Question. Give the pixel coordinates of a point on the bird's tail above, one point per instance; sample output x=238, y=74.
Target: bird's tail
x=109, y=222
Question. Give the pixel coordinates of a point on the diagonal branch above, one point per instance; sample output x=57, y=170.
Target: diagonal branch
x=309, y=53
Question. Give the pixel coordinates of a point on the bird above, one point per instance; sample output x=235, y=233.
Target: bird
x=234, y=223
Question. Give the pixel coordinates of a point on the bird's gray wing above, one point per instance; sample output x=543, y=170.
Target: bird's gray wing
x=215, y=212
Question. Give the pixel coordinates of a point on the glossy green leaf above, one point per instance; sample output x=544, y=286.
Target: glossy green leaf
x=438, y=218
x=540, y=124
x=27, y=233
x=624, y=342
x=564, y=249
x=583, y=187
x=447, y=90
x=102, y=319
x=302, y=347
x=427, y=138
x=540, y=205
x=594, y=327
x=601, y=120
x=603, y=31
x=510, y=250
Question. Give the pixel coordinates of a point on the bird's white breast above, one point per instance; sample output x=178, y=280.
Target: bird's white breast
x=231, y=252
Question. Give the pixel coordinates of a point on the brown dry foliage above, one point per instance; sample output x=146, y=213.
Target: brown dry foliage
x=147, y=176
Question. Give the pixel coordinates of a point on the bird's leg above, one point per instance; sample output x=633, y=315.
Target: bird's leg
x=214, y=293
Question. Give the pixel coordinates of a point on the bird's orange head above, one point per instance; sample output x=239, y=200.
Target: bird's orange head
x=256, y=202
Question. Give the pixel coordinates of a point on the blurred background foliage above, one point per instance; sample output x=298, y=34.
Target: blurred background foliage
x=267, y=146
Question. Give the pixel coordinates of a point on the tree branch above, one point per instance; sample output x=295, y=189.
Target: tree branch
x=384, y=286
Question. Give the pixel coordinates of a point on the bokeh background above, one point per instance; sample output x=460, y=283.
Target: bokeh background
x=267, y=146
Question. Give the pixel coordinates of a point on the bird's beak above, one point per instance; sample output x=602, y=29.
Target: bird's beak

--------------------------------------------------

PROMPT: All lines above containing the string "beak": copy each one.

THE ANSWER:
Question. Give the pixel coordinates of a point on the bird's beak above, one point per instance; sample output x=602, y=29.
Target: bird's beak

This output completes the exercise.